# Exercise goal
Give back all the records exactly, keeping every line whole.

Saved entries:
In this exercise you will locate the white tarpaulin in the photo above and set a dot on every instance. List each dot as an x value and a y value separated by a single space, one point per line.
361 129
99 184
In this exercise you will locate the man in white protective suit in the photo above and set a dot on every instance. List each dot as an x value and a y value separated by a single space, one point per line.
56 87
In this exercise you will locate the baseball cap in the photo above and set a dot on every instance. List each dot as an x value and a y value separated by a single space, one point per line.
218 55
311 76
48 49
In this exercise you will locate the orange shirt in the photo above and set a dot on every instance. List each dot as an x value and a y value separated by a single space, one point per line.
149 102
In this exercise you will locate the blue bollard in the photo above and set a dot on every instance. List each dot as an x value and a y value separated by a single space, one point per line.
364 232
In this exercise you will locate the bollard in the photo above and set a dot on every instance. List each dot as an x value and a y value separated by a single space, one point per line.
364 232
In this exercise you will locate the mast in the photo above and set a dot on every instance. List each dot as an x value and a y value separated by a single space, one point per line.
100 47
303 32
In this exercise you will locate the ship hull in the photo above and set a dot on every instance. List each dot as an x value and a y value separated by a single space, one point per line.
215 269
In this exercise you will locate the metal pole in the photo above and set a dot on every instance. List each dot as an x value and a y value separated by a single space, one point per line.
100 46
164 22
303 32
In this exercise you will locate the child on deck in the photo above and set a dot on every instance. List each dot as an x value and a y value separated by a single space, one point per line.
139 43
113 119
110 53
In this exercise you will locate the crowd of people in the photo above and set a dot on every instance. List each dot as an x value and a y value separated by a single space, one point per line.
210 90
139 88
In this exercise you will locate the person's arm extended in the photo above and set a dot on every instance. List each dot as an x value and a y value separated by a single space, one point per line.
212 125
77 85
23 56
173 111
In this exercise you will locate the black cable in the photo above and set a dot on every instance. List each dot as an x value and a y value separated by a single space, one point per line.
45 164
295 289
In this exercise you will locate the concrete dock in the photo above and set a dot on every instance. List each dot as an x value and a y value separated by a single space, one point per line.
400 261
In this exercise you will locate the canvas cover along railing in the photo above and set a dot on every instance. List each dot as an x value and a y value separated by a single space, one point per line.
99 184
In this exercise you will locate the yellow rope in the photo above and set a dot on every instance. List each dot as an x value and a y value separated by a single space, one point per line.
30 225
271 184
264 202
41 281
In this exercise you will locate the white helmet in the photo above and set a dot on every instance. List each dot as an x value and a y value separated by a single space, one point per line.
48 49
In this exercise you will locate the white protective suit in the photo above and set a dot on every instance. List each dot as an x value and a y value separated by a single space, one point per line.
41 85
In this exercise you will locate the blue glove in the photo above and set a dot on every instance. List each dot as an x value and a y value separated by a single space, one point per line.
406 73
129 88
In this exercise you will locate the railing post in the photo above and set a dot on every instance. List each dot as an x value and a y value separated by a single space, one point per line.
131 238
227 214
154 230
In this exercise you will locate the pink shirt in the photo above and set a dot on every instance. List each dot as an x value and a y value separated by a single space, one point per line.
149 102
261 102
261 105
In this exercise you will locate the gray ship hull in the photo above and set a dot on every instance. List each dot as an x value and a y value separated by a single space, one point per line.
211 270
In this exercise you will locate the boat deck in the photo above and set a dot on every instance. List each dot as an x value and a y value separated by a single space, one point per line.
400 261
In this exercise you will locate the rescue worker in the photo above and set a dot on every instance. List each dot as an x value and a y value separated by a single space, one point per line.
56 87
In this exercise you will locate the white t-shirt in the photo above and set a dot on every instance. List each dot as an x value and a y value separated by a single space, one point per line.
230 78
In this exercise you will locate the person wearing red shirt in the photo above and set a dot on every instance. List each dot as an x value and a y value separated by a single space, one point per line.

# Solution to this exercise
In this exercise you will locate the white tarpaulin in the photo above and set a dot on every instance. List each dot as an x value and a y value separated by a single space, one point per line.
361 129
99 184
In this exercise you will locate the man in white protective suit in the photo above and set a dot on every instance. List each dot as an x value and a y value separated by a single space, one point per line.
56 87
In this exercise you will locate the baseball cap in the photo above and set a dot on every instance. List each dot as an x value and a y value separated by a single space, one point per line.
218 55
311 76
48 49
In this exercise you will locate the orange shirt in the photo above and set a dot on every instance. List each dot as an x value and a y value separated by a single space, one point per line.
149 102
In this exercise you will locate the blue bollard in the photo above and set a dot on every instance. List each dot as an x value and a y value separated by a single space, one point per line.
364 232
In this exercise you will locate the bollard in the photo above and set a dot on every instance. List each dot as an x value and a y value separated by a single space, one point per line.
364 232
In this exercise you will locate the mast in the photo above and set a dot on every instance. List each dot as an x value and a y value separated by a single space, one point per line.
100 47
303 32
In this exercise you will locate the ship hull in the photo above and set a dot on every instance. List each dot as an x value and a y value separated by a single space, one point per line.
215 269
In this exercise you will locate the metal pole in the photo above and set a dot on every instance. List each dot as an x value and a y value separated by a single space, one point per line.
100 46
164 22
303 32
In this exercise you will locate the child on deck in the photo above and set a dot on every instance. List each dot as an x value and a y value separated by a single space, one point per line.
139 43
113 119
110 53
In this exercise you will locate the crowd of people in the photo above and set a dot on every instance. List each dot as an x value and a y value separated by a single space, one point per line.
210 90
139 88
In this exercise you will locate the person's arm extended in the photo above and set a dot on every instance. List each dot as an x value and a y value separated by a single space, one point per line.
212 125
77 85
23 56
173 111
In this exercise you will locate the black cable in the photo above and set a dot on every instance. List each dot as an x value and a y value separated by a single space, one point per line.
45 164
295 289
In this exercise you will locate the concrete dock in the photo above and set a dot on every instance. List each dot as an x value and a y value separated by a single space, one point per line.
400 261
In this exercise you will locate the canvas cover along railing in the photo above and set a dot on every instance. List each dot as an x value and a y value separated by a single space, one point per line.
99 184
In this exercise you will locate the yellow rope in the photo above and set a dot on every instance. List each dot as an x value and a y value separated by a single space, one point per line.
30 225
271 184
264 202
41 281
In this exercise you will locate the white helmet in the photo above and set a dot on every instance. List each dot as an x value and a y value separated by a single space, one point per line.
48 49
In this exercise you will locate the white protective suit in the photo above and set a dot on every instance. List each dot as an x value and a y value separated by a single space, one point per line.
41 85
In this exercise you will locate the blue glove in the photo above and set a dot on every instance. List each dot as an x value and a y value separated by a single space, one point per line.
406 73
129 88
In this exercise you will locate the railing post in the photo above and set a dot on every instance. List each dot as an x value and a y value separated by a single space, one point per line.
131 238
227 214
154 230
In this exercise you will locate the pink shirt in the photo above and set a dot on every instance. List each dot as an x value and a y value separated by a single space, one point per line.
149 102
261 102
261 105
In this exercise you will locate the gray ship hull in the photo above and set a dot on every instance. List each dot as an x value and a y value separated by a single space, one point per line.
211 270
In this exercise you will locate the boat deck in the photo above and set a dot on every instance. List each dot as an x value and a y value separated by a single space, one point per line.
400 261
In this exercise you will locate the rescue worker in the photo above and set a dot on every instance. List each dot as an x value and a y value separated by a single space, one point per line.
56 87
In this exercise you will locate the white t-shirt in the photo above and set a dot on every instance. List each dot as an x value and a y value separated by a single space, one point per line.
230 78
In this exercise you will locate the person wearing red shirt in the photo above and set a dot on every instance. List each dot as an x value and a y value separated by a single space, one point per line.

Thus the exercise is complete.